We have reached the final day of our stay at Landis Farm CL and have decided to visit nearby Kirkcudbright, which, we have heard is an interesting town. Lynnie has identified a historic property she wants to visit and I have planned a walk taking me to a hydro power station.
We park in the main car park in the centre of the town. I am pleasantly surprised to find that this is free parking. We head in separate directions with Lynnie going off to Broughton House whilst I start my walk by heading to the bank of the River Dee and turning right alongside it. I cross the main A755 by Kirkcudbright Bridge and continue along the path besides the river.
Soon the path enters a park area and I continue by the river, the path leads to a wooden footbridge that I cross before turning left along the clear path on top of an embankment. It is low tide and the mudflats of the tidal River Dee are exposed. This is obviously a great habitat for wildlife.
Soon on the opposite side of the river is the grand Cumstoun House that was built in the grounds of the ruined Cumstoun Castle in the early 1800’s. The castle is not visible from here but dates from the early 16th Century.
The path now enters some trees, climbing above the river to reach the A711 by the Tongland Bridge. In 1803 bridge construction started here, but the span proved difficult and was washed away in floods. Thomas Telford was then commissioned to build this bridge completed in 1808. Apparently at this point the tidal river rises by six metres so the bridge needs to be substantial. It is a magnificent sight with its castellation.
I cross the road to join the footpath opposite which enters pasture, it soon heads under the arches of a former railway bridge.

**What to work on:**
1) Answer these about the Kirkcudbright walk account:
(a) What is surprising about the main car park in the center of the town?
(b) When was Cumstoun House built?
(c) Who was commissioned to build the bridge that was completed in 1808?
2) Which bridges does the Kirkcudbright walk account mention? List every one.
3) Carry on the Kirkcudbright walk account from its last sentence.

**Data records:**
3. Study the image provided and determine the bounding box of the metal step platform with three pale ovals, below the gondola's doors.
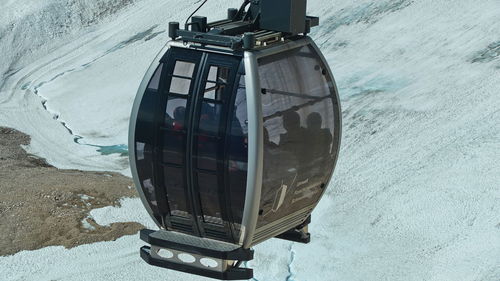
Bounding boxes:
[140,229,254,280]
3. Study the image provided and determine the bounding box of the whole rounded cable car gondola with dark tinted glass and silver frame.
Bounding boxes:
[129,0,341,280]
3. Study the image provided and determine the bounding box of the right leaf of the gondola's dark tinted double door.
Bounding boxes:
[191,54,241,241]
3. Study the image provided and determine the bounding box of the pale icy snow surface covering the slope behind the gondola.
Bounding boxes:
[0,0,500,281]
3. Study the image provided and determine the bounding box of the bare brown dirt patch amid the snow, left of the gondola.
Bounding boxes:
[0,127,143,256]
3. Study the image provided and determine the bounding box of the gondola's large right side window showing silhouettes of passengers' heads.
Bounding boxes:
[257,46,336,228]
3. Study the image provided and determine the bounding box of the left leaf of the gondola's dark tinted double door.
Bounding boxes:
[155,47,202,235]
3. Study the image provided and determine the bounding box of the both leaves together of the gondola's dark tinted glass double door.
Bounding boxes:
[154,47,247,242]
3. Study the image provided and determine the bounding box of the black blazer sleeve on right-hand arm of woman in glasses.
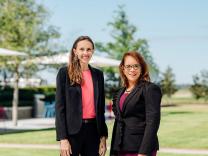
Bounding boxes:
[139,83,162,154]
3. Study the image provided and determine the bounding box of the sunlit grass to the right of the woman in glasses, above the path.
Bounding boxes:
[159,105,208,149]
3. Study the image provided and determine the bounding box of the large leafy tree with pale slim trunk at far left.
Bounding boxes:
[0,0,60,125]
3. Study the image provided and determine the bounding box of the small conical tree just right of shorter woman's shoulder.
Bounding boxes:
[160,67,177,103]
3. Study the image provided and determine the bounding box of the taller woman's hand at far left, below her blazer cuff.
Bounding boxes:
[60,139,72,156]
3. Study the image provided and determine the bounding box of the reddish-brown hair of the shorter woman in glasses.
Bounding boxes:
[119,51,150,87]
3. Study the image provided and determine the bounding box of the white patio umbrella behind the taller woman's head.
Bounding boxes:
[23,53,120,67]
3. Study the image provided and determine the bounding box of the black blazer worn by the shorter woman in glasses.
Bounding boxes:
[111,81,162,155]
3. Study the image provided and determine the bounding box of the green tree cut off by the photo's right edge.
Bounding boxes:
[190,70,208,100]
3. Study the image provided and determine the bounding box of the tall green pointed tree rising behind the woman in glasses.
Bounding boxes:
[96,6,159,98]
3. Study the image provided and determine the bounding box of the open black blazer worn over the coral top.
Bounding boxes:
[56,66,108,140]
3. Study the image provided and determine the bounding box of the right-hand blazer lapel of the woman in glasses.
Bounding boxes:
[119,81,143,113]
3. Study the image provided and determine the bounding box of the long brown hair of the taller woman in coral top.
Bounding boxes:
[68,36,95,85]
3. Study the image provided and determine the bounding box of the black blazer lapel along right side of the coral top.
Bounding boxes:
[89,65,98,112]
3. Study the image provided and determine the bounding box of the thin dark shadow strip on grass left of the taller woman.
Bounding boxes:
[0,128,55,135]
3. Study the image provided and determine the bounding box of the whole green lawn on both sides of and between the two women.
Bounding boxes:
[0,104,208,152]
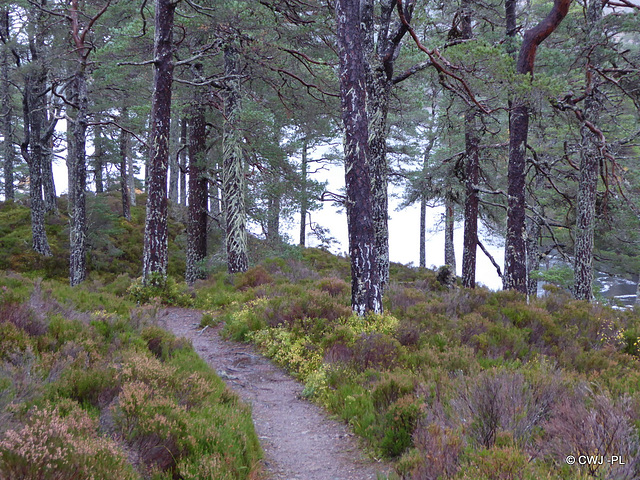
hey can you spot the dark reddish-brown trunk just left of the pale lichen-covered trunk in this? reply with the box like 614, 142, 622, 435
185, 101, 209, 285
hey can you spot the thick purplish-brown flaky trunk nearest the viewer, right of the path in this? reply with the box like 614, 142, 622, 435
336, 0, 382, 315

**Answers for the tasks:**
1)
(a) It is free parking.
(b) In the early 1800's.
(c) Thomas Telford.

2)
- Kirkcudbright Bridge
- A wooden footbridge
- Tongland Bridge
- A former railway bridge

3)
Very soon the imposing Tongland Hydro-Electric Power Station comes into view on the opposite bank. This is one of a series of hydro power stations in Galloway. Built in 1935 in a wonderful Art Deco style it demonstrates that practicality does not always need to be ugly.
I keep to the path close to the river and go through a gate into woodland. This climbs above the river reaching a minor road by the Old Tongland Bridge. I turn left here and walk along a minor road passing houses in the village of Tongland. Leaving the village I come across an old industrial building. Such buildings always intrigue me; this is the former Galloway Car plant.
It was originally an aero engine plant for Arrol-Johnston, but when faced with closure the manager Thomas Pullinger, was persuaded by his daughter Dorothee to keep the factory going as a car plant to provide local employment. (A girl after my one heart.) She developed a workforce that was predominately managed and staffed by women. There were specific apprenticeships tailored for women, shorter than for men, because they learnt more quickly, and the “Galloway” cars were advertised as “a car made by ladies for others of their sex”. Apparently, the factory had two tennis courts on the roof. The factory only produced a few hundred cars and closed in 1923 when production switched to another site.
This is the type of industrial history that I love; I had no idea about this and could have easily passed the site without a second glance. After the cessation of car making the building was used for silk manufacturing and now appears to be a distribution centre.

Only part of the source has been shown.